Das Allgemeine Gleichbehandlungsgesetz (AGG) verbietet die unzulässige Benachteiligung von (echten) Bewerbern. Wird jemand bei der Einstellung oder im Einstellungsverfahren diskriminiert, hat er Anspruch auf eine Entschädigung.

Ein bereits seit vielen Jahren tätiger Rechtsanwalt bewarb sich auf ein Traineeprogramm eines großen Versicherungskonzerns. Er erfüllte nicht annähernd die Voraussetzungen - insbesondere, da sein Examen schon lange Jahre zurück lag. Als er abgelehnt wurde, forderte er eine Entschädigung in Höhe von 14.000 EUR. Schließlich musste sich das Bundesarbeitsgericht (BAG) mit der Angelegenheit befassen.

[Annotationsdaten zur Objektlokalisierung]

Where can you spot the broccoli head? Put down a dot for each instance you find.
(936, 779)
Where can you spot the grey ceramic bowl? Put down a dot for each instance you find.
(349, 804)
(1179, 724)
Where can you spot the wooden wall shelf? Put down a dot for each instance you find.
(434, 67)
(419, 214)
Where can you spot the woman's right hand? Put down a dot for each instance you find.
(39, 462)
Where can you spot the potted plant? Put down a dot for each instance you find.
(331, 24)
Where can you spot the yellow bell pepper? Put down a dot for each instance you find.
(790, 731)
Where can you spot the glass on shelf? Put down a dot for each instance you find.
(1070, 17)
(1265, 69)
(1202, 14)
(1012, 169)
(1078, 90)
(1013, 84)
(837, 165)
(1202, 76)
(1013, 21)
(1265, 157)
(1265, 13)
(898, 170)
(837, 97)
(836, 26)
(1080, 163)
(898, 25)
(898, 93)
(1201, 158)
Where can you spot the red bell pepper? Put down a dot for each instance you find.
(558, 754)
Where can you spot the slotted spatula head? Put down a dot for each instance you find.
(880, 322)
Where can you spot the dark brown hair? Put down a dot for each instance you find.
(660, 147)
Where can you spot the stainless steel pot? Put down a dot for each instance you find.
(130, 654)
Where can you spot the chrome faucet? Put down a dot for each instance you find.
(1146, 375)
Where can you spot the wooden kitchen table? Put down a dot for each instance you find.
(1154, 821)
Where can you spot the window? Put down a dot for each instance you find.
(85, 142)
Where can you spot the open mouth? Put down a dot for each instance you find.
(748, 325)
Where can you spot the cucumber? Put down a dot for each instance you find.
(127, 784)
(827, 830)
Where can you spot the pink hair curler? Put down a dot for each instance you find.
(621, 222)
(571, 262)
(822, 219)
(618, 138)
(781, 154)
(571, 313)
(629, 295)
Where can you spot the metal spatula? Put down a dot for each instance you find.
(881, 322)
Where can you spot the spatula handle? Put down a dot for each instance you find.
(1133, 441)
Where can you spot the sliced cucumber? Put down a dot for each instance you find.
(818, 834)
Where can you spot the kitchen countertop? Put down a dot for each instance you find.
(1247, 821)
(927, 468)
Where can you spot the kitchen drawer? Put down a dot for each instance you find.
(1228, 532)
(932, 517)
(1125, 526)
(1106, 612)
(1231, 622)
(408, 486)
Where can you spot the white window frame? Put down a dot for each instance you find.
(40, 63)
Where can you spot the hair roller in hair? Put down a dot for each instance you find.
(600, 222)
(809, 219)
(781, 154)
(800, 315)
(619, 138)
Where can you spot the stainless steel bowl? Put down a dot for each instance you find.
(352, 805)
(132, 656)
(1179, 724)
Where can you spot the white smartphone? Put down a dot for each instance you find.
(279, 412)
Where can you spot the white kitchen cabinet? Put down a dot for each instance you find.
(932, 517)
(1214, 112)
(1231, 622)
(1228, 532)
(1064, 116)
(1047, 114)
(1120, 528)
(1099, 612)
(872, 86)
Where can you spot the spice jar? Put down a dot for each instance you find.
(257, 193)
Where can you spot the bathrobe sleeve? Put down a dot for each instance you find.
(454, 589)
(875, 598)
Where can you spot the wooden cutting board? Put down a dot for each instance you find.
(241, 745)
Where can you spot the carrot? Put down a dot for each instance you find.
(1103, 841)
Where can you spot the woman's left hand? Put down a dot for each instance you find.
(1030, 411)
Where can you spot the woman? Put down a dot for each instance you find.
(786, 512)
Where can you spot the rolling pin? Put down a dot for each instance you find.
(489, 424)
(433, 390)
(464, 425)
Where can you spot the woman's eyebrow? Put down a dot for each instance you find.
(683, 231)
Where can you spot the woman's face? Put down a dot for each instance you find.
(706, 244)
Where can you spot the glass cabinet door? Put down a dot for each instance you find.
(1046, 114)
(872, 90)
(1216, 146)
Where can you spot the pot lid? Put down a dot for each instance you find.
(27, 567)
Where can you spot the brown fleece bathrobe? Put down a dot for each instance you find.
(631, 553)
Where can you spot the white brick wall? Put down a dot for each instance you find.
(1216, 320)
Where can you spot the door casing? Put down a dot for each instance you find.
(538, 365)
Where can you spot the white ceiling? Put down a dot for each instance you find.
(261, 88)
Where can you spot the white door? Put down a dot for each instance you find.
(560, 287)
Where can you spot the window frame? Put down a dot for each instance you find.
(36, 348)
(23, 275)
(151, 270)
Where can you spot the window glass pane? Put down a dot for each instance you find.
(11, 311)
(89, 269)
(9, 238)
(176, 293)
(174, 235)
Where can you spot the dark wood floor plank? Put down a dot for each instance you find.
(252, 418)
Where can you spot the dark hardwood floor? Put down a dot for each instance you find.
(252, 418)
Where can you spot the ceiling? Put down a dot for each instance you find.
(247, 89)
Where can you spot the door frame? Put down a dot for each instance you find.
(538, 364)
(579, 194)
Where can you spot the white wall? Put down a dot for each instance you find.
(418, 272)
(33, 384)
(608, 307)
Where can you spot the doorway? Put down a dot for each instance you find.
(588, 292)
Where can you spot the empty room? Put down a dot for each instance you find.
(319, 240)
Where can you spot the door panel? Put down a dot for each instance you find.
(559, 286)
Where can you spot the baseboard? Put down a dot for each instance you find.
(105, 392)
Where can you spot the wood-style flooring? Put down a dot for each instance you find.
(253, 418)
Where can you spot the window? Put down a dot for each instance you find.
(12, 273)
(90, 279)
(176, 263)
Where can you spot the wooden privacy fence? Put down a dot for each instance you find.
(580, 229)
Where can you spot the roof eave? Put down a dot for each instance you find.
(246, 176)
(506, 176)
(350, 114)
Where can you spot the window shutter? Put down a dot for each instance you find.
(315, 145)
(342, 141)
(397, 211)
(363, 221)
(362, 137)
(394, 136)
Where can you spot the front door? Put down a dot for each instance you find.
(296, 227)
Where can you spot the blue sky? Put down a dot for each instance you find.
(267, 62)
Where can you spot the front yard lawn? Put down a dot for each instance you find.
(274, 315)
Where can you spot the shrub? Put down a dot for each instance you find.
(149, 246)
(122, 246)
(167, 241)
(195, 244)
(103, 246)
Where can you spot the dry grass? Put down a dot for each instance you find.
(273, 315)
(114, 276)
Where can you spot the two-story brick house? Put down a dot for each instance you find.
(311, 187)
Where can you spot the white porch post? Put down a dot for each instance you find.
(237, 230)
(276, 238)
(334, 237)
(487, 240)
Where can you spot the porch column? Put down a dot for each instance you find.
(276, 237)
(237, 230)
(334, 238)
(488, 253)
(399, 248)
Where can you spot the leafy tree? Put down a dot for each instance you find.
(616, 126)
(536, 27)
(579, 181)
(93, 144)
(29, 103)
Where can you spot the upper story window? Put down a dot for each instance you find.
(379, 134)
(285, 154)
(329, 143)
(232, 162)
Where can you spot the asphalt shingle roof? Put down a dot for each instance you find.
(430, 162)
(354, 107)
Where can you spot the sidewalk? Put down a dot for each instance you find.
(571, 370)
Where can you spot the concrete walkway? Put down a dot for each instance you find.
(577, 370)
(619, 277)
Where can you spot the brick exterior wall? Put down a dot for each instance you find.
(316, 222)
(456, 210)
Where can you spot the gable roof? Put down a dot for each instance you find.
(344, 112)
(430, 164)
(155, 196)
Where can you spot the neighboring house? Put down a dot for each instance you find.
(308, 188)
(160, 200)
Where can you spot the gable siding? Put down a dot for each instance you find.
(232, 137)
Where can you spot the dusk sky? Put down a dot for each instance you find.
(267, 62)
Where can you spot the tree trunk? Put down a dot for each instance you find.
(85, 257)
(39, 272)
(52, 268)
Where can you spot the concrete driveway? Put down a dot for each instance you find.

Aufgabenstellung: Schreiben Sie aus dem Textauszug zum Gleichbehandlungsgesetz die Stelle wörtlich ab, die mit „Das Allgemeine Gleichbehandlungsgesetz“ beginnt und bis einschließlich „auf eine Entschädigung.“ reicht.

Antwort:
Das Allgemeine Gleichbehandlungsgesetz (AGG) verbietet die unzulässige Benachteiligung von (echten) Bewerbern. Wird jemand bei der Einstellung oder im Einstellungsverfahren diskriminiert, hat er Anspruch auf eine Entschädigung.